_Material shown_.
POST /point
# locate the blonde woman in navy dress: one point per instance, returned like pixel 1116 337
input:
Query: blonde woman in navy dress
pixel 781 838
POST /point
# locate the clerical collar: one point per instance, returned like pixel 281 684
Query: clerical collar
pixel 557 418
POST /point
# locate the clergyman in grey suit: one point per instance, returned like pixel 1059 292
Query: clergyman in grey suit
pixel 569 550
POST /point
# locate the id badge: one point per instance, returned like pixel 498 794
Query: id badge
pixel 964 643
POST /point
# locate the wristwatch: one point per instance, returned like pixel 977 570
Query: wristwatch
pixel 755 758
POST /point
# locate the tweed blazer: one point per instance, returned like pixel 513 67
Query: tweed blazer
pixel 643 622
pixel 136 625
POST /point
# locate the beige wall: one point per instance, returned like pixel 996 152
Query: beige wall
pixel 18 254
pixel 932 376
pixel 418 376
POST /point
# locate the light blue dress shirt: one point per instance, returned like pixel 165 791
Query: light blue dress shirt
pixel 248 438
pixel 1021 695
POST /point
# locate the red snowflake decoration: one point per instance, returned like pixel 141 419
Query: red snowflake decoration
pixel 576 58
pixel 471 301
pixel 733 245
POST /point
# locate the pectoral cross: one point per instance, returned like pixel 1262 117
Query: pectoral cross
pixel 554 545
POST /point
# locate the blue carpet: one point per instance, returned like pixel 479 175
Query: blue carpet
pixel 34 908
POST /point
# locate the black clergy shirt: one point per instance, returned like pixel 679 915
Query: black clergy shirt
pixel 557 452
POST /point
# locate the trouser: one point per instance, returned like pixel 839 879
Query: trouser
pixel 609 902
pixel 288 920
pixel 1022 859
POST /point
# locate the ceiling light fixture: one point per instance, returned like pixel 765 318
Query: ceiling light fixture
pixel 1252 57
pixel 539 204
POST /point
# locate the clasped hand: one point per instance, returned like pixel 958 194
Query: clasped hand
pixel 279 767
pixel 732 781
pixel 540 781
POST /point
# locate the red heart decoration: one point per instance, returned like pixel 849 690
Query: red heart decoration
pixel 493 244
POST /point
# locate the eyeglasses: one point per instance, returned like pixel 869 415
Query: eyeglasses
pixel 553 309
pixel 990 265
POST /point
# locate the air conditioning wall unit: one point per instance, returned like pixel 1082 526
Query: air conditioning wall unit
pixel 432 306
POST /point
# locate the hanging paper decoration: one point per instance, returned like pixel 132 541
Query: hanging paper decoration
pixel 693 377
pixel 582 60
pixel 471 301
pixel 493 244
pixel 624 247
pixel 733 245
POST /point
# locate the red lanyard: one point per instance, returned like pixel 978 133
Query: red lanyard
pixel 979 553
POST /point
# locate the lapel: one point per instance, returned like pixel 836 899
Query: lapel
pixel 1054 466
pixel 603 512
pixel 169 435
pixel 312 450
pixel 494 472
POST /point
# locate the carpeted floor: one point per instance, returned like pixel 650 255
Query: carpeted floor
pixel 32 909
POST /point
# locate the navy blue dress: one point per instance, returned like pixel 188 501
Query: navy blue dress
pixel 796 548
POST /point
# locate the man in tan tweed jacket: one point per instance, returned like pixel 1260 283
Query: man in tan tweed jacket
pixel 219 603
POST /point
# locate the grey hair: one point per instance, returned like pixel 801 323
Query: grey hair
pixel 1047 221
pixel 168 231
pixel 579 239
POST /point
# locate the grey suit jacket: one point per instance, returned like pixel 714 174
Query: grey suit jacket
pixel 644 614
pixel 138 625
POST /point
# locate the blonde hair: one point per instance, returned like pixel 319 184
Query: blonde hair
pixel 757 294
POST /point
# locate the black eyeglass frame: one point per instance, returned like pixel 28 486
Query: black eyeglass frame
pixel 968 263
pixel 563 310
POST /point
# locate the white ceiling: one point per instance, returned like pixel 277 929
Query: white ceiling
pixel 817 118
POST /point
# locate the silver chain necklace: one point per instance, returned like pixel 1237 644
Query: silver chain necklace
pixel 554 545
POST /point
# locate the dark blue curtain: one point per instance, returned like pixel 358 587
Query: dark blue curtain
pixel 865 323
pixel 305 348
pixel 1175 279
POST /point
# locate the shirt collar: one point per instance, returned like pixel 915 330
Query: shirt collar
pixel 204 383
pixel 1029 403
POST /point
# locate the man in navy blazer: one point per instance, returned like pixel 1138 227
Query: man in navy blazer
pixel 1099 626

_Assignment_. Copy out the entire listing above exactly.

_Reply_.
POST /point
# locate the blonde woman in navy dress: one point per instance, returned like pixel 1116 337
input:
Query: blonde woman in navy dress
pixel 781 838
POST /point
# locate the clerical collar: one point per instance, returned like pixel 281 684
Query: clerical collar
pixel 557 418
POST /point
# locate the clergyman in grey suit: one point per instance, returned like pixel 1059 292
Query: clergyman in grey suit
pixel 569 550
POST /point
# locate the id badge: one point per instance, returned like pixel 498 794
Query: id badge
pixel 964 643
POST /point
# locate the wristwatch: one point per instance, returned like pixel 977 570
Query: wristwatch
pixel 755 758
POST /point
# locate the tweed blazer: one point per instance, returned like pixel 513 67
Query: tweed blazer
pixel 643 622
pixel 136 625
POST /point
# locate the beige wall: one point per instance, returned like pixel 996 152
Query: beige wall
pixel 18 254
pixel 932 376
pixel 418 376
POST /point
# locate the light blue dress shirt: one point per instance, returned like pixel 165 791
Query: light blue dress shirt
pixel 248 438
pixel 1021 695
POST /point
# locate the red snowflake decoration: one point per instance, returned like pixel 141 419
Query: red snowflake decoration
pixel 576 58
pixel 471 301
pixel 733 245
POST /point
# locate the pectoral cross: one point per instance, returned like pixel 1262 117
Query: pectoral cross
pixel 554 545
POST /point
# locate the blue carpet: one point per instance, returned like pixel 479 175
Query: blue carpet
pixel 34 908
POST /point
# locate the black clergy shirt: one point per instance, returned like pixel 679 915
Query: black clergy shirt
pixel 557 452
POST /point
# locate the trouser: one point per instance, returned like pixel 839 879
Query: trouser
pixel 609 902
pixel 288 920
pixel 1022 859
POST /point
# locate the ceiling light fixture: one point per instance, returned like pixel 765 318
Query: ceiling light fixture
pixel 1252 57
pixel 539 204
POST /point
# locate the clasped hand: one point per instance, returned like pixel 958 194
Query: clasped hand
pixel 279 767
pixel 732 781
pixel 540 781
POST /point
# locate the red heart decoration: one point per instance, returned like pixel 849 690
Query: red heart decoration
pixel 493 244
POST /point
# locate the eyeglasses: one point per instance, returned like pixel 869 415
Query: eyeglasses
pixel 553 309
pixel 990 265
POST /point
# locate the air conditioning wall unit: one point per instance, returned like pixel 1082 526
Query: air conditioning wall unit
pixel 432 306
POST /point
# locate the hanging paper decoration: one point per instance, returned like pixel 132 541
Query: hanging paper decoration
pixel 693 377
pixel 582 60
pixel 471 301
pixel 493 244
pixel 624 247
pixel 733 245
POST /point
# locate the red lanyard: one point per instance, returned like pixel 978 133
Query: red lanyard
pixel 979 553
POST /point
# locate the lapel: one point per instance, returned like pixel 836 899
Query: lapel
pixel 1054 466
pixel 603 512
pixel 169 435
pixel 312 450
pixel 494 472
POST /point
# locate the carpeted floor: one point per instance, returned like pixel 650 255
Query: carpeted floor
pixel 32 909
POST /point
# locate the navy blue dress: one point per instance, returned like pixel 188 501
Query: navy blue dress
pixel 796 548
POST /point
# locate the man in tan tweed jacket: one point per instance, returned like pixel 1260 283
Query: man in tan tweed jacket
pixel 219 603
POST /point
# locate the grey hair: one point per instance, returned like pixel 801 323
Query: grey hair
pixel 1047 221
pixel 168 231
pixel 579 239
POST /point
# locate the grey suit jacket: one point per instance, returned like pixel 714 174
Query: grey suit jacket
pixel 644 614
pixel 138 625
POST /point
# locate the blonde hair: one point per instance, returned like pixel 319 184
Query: blonde hair
pixel 757 294
POST /point
# locate the black eyeglass frame: one point per instance, returned like pixel 28 486
Query: black eyeglass frame
pixel 968 263
pixel 563 310
POST /point
# locate the white ceiling: one point per instance, returned like pixel 277 929
Query: white ceiling
pixel 817 118
POST /point
# locate the silver chain necklace: one point per instance, returned like pixel 1237 644
Query: silver chain necklace
pixel 554 545
POST /point
# locate the dark blue curtain: one point per instance, returned like pixel 358 587
Query: dark blue curtain
pixel 865 323
pixel 305 348
pixel 1175 279
POST /point
# locate the shirt collar: one point per instance, returned like pixel 915 330
Query: shirt collar
pixel 204 383
pixel 1029 403
POST /point
# locate the man in navy blazer: one point per instance, returned like pixel 1138 227
Query: man in navy blazer
pixel 1099 626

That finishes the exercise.